→ Task requirements
Recast the lines below as a Markdown table with the columns "Row" and "Line," giving each nonblank line its own numbered row and omitting the pictures.

── Source records ──

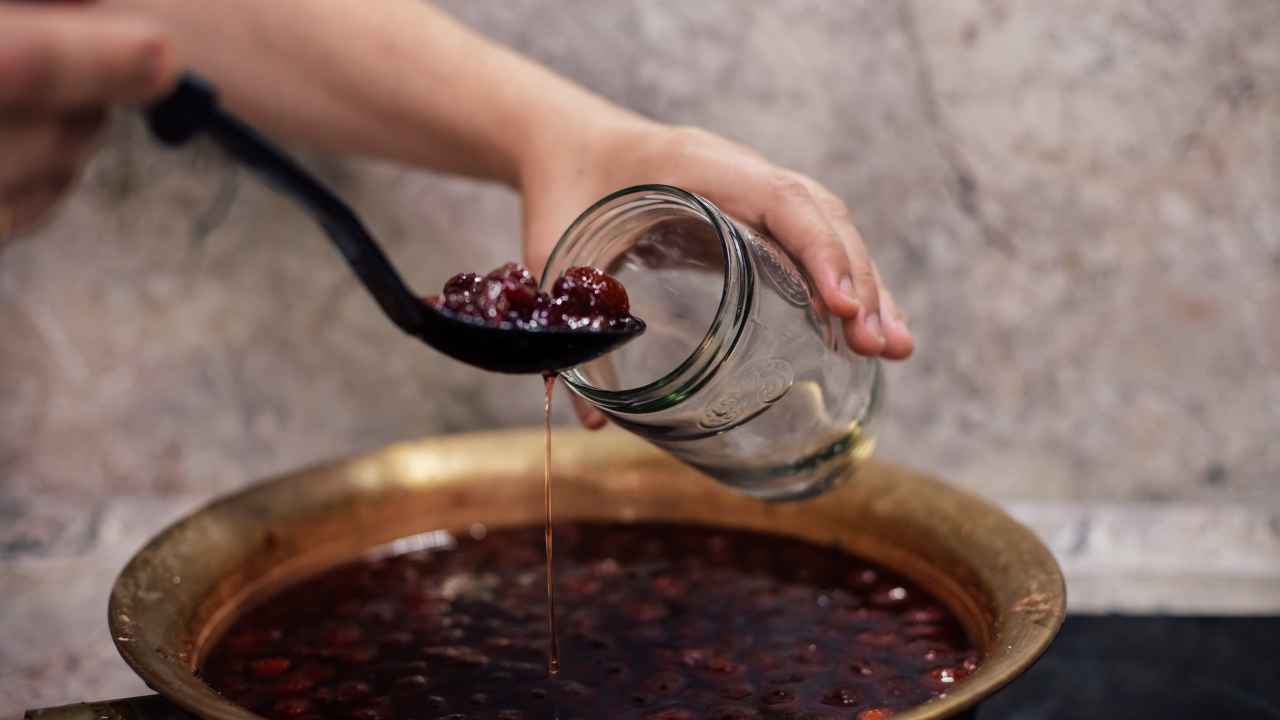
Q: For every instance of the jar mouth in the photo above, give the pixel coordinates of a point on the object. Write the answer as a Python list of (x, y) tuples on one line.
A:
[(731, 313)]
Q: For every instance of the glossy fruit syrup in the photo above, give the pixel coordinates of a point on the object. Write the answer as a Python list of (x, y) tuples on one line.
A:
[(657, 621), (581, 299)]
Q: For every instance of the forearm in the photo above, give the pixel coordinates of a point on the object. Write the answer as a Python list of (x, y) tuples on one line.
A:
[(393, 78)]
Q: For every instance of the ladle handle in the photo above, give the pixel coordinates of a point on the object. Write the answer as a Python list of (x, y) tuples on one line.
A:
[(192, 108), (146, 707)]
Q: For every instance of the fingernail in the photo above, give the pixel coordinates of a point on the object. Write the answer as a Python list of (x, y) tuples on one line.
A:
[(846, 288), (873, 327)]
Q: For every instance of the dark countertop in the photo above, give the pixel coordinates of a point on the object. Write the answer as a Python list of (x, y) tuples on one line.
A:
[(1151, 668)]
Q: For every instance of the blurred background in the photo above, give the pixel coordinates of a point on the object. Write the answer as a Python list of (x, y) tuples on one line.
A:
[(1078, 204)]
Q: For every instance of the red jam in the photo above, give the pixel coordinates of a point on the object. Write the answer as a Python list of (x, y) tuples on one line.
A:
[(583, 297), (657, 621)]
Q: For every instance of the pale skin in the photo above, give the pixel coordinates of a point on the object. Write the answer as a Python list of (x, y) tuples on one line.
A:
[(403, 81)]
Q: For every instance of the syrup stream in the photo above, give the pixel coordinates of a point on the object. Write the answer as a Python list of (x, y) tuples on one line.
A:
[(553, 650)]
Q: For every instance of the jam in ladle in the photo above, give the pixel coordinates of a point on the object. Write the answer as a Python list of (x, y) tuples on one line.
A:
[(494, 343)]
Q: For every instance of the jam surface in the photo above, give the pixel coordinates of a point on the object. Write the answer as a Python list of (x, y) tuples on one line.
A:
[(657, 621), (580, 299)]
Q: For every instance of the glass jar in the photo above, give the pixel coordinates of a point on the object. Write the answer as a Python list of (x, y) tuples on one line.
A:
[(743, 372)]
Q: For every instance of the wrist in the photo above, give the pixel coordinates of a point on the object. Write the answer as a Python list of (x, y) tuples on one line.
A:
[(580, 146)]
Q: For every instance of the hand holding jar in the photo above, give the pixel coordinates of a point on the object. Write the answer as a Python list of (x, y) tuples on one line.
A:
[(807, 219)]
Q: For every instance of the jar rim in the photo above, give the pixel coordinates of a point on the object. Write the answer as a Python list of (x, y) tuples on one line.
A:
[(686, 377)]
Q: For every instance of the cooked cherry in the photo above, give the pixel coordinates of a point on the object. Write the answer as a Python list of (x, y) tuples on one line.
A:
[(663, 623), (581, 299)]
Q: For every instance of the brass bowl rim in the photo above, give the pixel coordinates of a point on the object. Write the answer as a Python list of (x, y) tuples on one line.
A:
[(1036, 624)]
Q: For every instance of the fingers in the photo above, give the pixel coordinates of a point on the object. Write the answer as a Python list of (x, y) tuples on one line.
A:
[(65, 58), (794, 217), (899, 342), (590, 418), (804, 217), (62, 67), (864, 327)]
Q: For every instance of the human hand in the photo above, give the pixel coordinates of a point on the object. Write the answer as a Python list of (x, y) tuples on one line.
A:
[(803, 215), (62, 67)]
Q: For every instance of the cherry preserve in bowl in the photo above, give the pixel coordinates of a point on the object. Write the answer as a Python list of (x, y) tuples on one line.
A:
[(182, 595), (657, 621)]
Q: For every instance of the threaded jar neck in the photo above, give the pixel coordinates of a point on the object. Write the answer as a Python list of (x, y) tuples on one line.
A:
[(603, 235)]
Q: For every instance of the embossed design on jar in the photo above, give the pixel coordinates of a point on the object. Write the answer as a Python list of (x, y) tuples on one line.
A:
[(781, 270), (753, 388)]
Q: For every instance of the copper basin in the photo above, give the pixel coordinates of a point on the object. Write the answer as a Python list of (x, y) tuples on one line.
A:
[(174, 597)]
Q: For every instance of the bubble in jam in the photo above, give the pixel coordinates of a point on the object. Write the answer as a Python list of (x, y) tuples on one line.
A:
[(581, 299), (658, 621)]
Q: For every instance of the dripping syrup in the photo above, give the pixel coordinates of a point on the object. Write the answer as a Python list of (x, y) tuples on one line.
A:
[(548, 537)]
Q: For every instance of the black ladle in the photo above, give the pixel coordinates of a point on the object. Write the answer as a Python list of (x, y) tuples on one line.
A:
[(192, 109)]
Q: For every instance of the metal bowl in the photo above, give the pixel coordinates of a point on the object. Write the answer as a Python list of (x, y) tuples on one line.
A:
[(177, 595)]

───

→ Exercise answer
| Row | Line |
|---|---|
| 1 | Q: For every instance of the jar mouth in the photo above, give the pixel coordinates of a point on the object. Write the answer as a Python list of (x, y) tuples on one line. |
| 2 | A: |
| 3 | [(731, 313)] |
| 4 | Q: For every instance of the glossy fruit syrup in the photo above, give the pixel coordinates of a point on the object. Write the answer as a Python list of (x, y) tuples on one line. |
| 5 | A: |
| 6 | [(657, 621), (581, 299)] |
| 7 | Q: For every instance of the forearm in the photo above, give the pixel coordinates of a point on the object. Write the answer as a Python list of (x, y) tuples on one line. |
| 8 | A: |
| 9 | [(393, 78)] |
| 10 | Q: For every instance of the ladle handle in the photo above, give the pixel coordinates of a point on the object. Write the answer as a Python list of (x, y) tuples on one line. |
| 11 | A: |
| 12 | [(192, 108), (146, 707)] |
| 13 | Q: For every instance of the fingernail in the photo above, give the pixel coordinates of a point on the object. Write the answer as a Python list of (x, y) tuples on one line. |
| 14 | A: |
| 15 | [(846, 288), (873, 327)] |
| 16 | Q: For every instance of the dark countertop in the photo above, give the pixel coordinates of a point on the object. Write the answer as a Python list of (x, y) tuples on one line. |
| 17 | A: |
| 18 | [(1151, 668)] |
| 19 | Q: For every instance of the blurred background in the photo above, give the pixel coordinates of a point on the object. Write the answer as a Python list of (x, y) tuples on one line. |
| 20 | A: |
| 21 | [(1078, 204)] |
| 22 | Q: For every instance of the red jam in the photo above, give the pixel coordinates of a point on the object. Write the answer as a Python list of (x, y) tuples on one line. |
| 23 | A: |
| 24 | [(583, 297), (657, 621)] |
| 25 | Q: For every instance of the pale skin in the photo above, give the pixel coordinates of a point on the object. Write the answer as a Python list of (x, y) tuples on one line. |
| 26 | A: |
| 27 | [(403, 81)] |
| 28 | Q: For every instance of the syrup stream in the photo above, give the pixel coordinates of a point on the object. Write the answer as a Python list of (x, y) tuples on one line. |
| 29 | A: |
| 30 | [(553, 650)] |
| 31 | Q: For every instance of the jam in ladle in the photo above, give the pixel coordinates of a point on the object. Write the answer as a Python list of (x, y) tuples on one line. |
| 32 | A: |
| 33 | [(494, 343)] |
| 34 | Q: For every instance of the jam surface in the photo above, give the pixel coordinates of a point on the object. Write the answer as a Python list of (x, y) tuples on one line. |
| 35 | A: |
| 36 | [(657, 621), (580, 299)] |
| 37 | Q: For every instance of the glass jar in the photo above, give the pixel coordinates of a point on the object. Write the answer as a Python list of (x, y) tuples on one line. |
| 38 | A: |
| 39 | [(743, 372)] |
| 40 | Q: For every instance of the wrist in the photo above, give the pixel coordinates of a point on the object. Write the answer as a Python list of (x, y) tuples on one line. |
| 41 | A: |
| 42 | [(580, 146)] |
| 43 | Q: For every instance of the hand holding jar in the photo above, give the pixel coordinates of a point on the object. Write the answer as a Python list of (x, y) tuples on one line. |
| 44 | A: |
| 45 | [(807, 219)] |
| 46 | Q: For every instance of the jar rim in the photo above, give the pixel coordinates of a point on the object. Write the answer as a Python list of (x, y) tuples on one line. |
| 47 | A: |
| 48 | [(686, 377)] |
| 49 | Q: For every instance of the cooked cherry in the photo above, give the pixel coordinates of a point on the object. Write the answer as a Python list of (x, y) tuples on one line. |
| 50 | A: |
| 51 | [(663, 623), (581, 299)] |
| 52 | Q: For every instance of the brass bowl rim in the photo above, give the pixel coordinates of a point on the object. Write the answer as a Python list of (x, y) tuples on one line. |
| 53 | A: |
| 54 | [(1036, 624)] |
| 55 | Q: For every instance of the fingers in the photo above, give the pixel coordinates of a point on the object. Write the answer as a Python list of (x, y) tuples on one line. |
| 56 | A: |
| 57 | [(65, 58), (794, 217), (899, 342), (590, 418), (804, 217), (62, 67), (864, 327)] |
| 58 | Q: For every instance of the human hand in the photo above, give the pixel coordinates of a point on the object. Write the answer as a Python list of (x, y) tuples on one line. |
| 59 | A: |
| 60 | [(803, 215), (62, 67)] |
| 61 | Q: For every instance of the cherry preserve in bowl in the photo above, give the pixel coordinates of a point on the object. Write the answer as a Python list of (x, y) tuples on one line. |
| 62 | A: |
| 63 | [(182, 595), (657, 621)] |
| 64 | Q: For every instance of the threaded jar neck in the photo above, give the pixel coordinates of a point on the object. Write the answer as a Python list of (x, y) tuples on one line. |
| 65 | A: |
| 66 | [(603, 235)] |
| 67 | Q: For every instance of the embossed design on jar in the photo above, give the pixel coordinates of a point on the object. Write the answer as a Python list of (x, y) tuples on one line. |
| 68 | A: |
| 69 | [(781, 270), (753, 388)] |
| 70 | Q: For every instance of the copper basin in the photo above, give the pixel coordinates of a point on the object. Write the answer as a Python list of (x, y) tuples on one line. |
| 71 | A: |
| 72 | [(174, 597)] |
| 73 | Q: For every instance of the bubble in jam in the photo above, give the pixel coordinates of a point on the object. Write the answer as a Python list of (x, y) tuples on one line. |
| 74 | A: |
| 75 | [(581, 299), (658, 621)] |
| 76 | Q: For every instance of the dripping syrup in the photo above, give the pixel coordinates of a point on the object. Write the answer as a Python list of (x, y) tuples on one line. |
| 77 | A: |
| 78 | [(548, 537)] |
| 79 | Q: For every instance of the black ladle in the photo above, give the pixel coordinates of a point on the object. Write the answer as a Python list of (x, y) tuples on one line. |
| 80 | A: |
| 81 | [(192, 109)] |
| 82 | Q: For every instance of the metal bowl in the photo above, give the pixel coordinates of a point on the object. Write the answer as a Python list of (x, y) tuples on one line. |
| 83 | A: |
| 84 | [(177, 595)] |